Copy the records below line for line, with every character unchanged and the lines in their original order.

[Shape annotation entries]

══════════

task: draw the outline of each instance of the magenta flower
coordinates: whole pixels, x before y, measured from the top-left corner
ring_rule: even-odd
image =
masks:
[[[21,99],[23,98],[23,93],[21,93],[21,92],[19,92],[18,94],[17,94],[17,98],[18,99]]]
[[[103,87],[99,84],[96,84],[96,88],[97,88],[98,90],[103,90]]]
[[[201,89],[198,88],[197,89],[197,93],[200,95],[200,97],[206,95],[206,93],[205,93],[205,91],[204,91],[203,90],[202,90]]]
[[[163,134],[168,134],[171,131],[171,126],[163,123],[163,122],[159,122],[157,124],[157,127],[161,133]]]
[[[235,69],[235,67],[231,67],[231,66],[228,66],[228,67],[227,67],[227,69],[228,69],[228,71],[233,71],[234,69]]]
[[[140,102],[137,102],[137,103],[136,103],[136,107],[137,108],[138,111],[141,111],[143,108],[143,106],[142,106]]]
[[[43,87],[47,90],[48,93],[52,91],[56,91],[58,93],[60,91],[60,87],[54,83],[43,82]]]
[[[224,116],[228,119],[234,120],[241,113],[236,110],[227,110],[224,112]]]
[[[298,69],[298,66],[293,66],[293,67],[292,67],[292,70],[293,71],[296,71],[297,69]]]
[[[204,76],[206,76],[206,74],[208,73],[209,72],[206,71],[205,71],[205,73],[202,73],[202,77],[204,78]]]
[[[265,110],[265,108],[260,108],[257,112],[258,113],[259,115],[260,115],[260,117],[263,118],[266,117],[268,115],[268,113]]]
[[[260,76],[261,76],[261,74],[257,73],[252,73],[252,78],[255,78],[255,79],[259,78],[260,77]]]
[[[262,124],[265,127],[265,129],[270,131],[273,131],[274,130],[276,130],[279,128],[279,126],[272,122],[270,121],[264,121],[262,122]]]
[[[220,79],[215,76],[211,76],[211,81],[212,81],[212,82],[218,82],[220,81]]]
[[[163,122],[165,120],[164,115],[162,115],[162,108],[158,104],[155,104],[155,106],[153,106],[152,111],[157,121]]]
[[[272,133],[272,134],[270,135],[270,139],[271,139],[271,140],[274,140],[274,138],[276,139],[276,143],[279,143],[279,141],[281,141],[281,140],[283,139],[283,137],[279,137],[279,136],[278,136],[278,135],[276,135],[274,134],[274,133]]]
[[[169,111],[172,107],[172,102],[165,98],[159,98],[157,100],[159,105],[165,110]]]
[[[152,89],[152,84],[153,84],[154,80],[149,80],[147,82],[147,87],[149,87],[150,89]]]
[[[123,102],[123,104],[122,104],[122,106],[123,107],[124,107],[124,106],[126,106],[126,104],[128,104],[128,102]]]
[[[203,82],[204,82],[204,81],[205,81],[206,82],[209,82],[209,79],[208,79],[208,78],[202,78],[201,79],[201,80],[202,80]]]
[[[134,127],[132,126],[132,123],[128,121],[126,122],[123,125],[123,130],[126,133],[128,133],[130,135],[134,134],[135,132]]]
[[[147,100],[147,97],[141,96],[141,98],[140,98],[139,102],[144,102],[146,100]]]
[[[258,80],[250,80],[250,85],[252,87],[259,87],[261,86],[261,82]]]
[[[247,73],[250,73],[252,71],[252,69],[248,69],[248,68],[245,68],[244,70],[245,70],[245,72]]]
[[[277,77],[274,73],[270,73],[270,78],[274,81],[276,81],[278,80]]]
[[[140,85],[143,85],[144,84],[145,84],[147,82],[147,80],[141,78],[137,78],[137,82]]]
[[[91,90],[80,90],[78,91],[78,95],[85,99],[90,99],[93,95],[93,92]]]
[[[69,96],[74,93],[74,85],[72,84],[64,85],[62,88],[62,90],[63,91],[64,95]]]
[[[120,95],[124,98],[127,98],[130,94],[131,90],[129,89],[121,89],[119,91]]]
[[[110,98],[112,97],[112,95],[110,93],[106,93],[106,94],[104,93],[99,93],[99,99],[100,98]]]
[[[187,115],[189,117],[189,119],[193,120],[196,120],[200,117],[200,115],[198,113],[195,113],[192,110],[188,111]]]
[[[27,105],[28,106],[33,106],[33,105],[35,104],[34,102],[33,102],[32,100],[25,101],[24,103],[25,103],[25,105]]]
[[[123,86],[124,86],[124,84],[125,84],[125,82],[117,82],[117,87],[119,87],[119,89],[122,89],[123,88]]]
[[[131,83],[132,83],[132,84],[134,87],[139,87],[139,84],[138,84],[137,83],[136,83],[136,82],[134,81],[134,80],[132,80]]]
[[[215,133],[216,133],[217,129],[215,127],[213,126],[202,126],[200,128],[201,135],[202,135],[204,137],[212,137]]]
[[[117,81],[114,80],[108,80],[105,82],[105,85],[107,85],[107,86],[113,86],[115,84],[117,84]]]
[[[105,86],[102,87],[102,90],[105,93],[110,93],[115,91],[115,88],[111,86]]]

══════════

**Final result:**
task: draw the outline of each instance of the magenta flower
coordinates: whole pixels, x before y, measured from the top-left corner
ring_rule: even-odd
image =
masks:
[[[21,99],[23,98],[23,93],[21,93],[21,92],[19,92],[18,94],[17,94],[17,98],[18,99]]]
[[[103,87],[99,84],[96,84],[96,88],[97,88],[98,90],[103,90]]]
[[[201,89],[198,88],[197,89],[197,93],[200,95],[200,97],[206,95],[206,93],[205,93],[205,91],[204,91],[203,90],[202,90]]]
[[[163,134],[168,134],[171,131],[171,126],[163,123],[163,122],[159,122],[157,124],[157,127],[161,133]]]
[[[235,69],[235,67],[231,67],[231,66],[228,66],[228,67],[227,67],[227,69],[228,69],[228,71],[233,71],[234,69]]]
[[[140,102],[137,102],[137,103],[136,103],[136,107],[137,108],[138,111],[141,111],[143,108],[143,106],[142,106]]]
[[[43,87],[47,90],[48,93],[52,91],[56,91],[58,93],[60,91],[60,87],[54,83],[43,82]]]
[[[224,116],[228,119],[234,120],[241,113],[236,110],[227,110],[224,112]]]
[[[298,69],[298,66],[293,66],[293,67],[292,67],[292,70],[293,71],[296,71],[297,69]]]
[[[204,76],[206,76],[206,74],[208,73],[209,72],[206,71],[205,71],[205,73],[202,73],[202,77],[204,78]]]
[[[265,110],[265,108],[260,108],[257,112],[258,113],[259,115],[260,115],[260,117],[263,118],[266,117],[268,115],[268,113]]]
[[[260,76],[261,76],[261,74],[257,73],[252,73],[252,78],[255,78],[255,79],[259,78],[260,77]]]
[[[262,124],[265,127],[265,129],[270,131],[273,131],[274,130],[276,130],[279,128],[279,126],[272,122],[270,121],[264,121],[262,122]]]
[[[220,79],[215,76],[211,76],[211,81],[212,81],[212,82],[218,82],[220,81]]]
[[[163,122],[165,120],[164,115],[162,115],[162,108],[158,104],[155,104],[155,106],[153,106],[152,111],[157,121]]]
[[[272,133],[272,134],[270,135],[270,139],[271,139],[271,140],[274,140],[274,138],[276,139],[276,143],[279,143],[279,141],[281,141],[281,140],[283,139],[283,137],[279,137],[279,136],[278,136],[278,135],[276,135],[274,134],[274,133]]]
[[[169,111],[172,107],[172,102],[165,98],[159,98],[157,100],[159,105],[165,110]]]
[[[152,89],[152,84],[153,84],[154,80],[149,80],[147,82],[147,87],[149,87],[150,89]]]
[[[123,102],[123,104],[122,104],[122,106],[123,107],[124,107],[124,106],[126,106],[126,104],[128,104],[128,102]]]
[[[203,82],[204,82],[204,81],[205,81],[206,82],[209,82],[209,79],[208,79],[208,78],[202,78],[201,79],[201,80],[202,80]]]
[[[134,127],[132,126],[132,123],[128,121],[126,122],[123,125],[123,130],[126,133],[128,133],[130,135],[134,134],[135,132]]]
[[[147,100],[147,97],[141,96],[141,98],[140,98],[139,102],[144,102],[146,100]]]
[[[258,80],[250,80],[250,85],[252,87],[259,87],[261,86],[261,82]]]
[[[247,73],[250,73],[252,71],[252,69],[248,69],[248,68],[245,68],[244,70],[245,70],[245,72]]]
[[[277,77],[274,73],[270,73],[270,78],[274,81],[276,81],[278,80]]]
[[[140,85],[143,85],[144,84],[145,84],[147,82],[147,80],[141,78],[137,78],[137,82]]]
[[[91,90],[80,90],[78,91],[78,95],[85,99],[90,99],[93,95],[93,92]]]
[[[69,96],[74,93],[74,85],[72,84],[64,85],[62,88],[62,90],[63,91],[64,95]]]
[[[120,95],[124,98],[127,98],[130,94],[131,90],[129,89],[121,89],[119,91]]]
[[[110,98],[112,97],[112,95],[110,93],[106,93],[106,94],[104,93],[99,93],[99,99],[100,98]]]
[[[187,115],[189,117],[189,119],[193,120],[196,120],[200,117],[200,115],[198,113],[195,113],[192,110],[188,111]]]
[[[27,105],[28,106],[33,106],[33,105],[35,104],[34,102],[33,102],[32,100],[25,101],[24,103],[25,103],[25,105]]]
[[[123,86],[124,86],[124,84],[125,84],[125,82],[117,82],[117,87],[119,87],[119,89],[122,89],[123,88]]]
[[[131,83],[132,83],[132,84],[134,87],[139,87],[139,84],[138,84],[137,83],[136,83],[136,82],[134,81],[134,80],[132,80]]]
[[[215,133],[216,133],[217,129],[215,127],[213,126],[202,126],[200,128],[201,135],[202,135],[204,137],[212,137]]]
[[[117,81],[114,80],[108,80],[105,82],[105,85],[107,85],[107,86],[113,86],[115,84],[117,84]]]
[[[105,86],[102,87],[102,90],[105,93],[110,93],[115,91],[115,88],[111,86]]]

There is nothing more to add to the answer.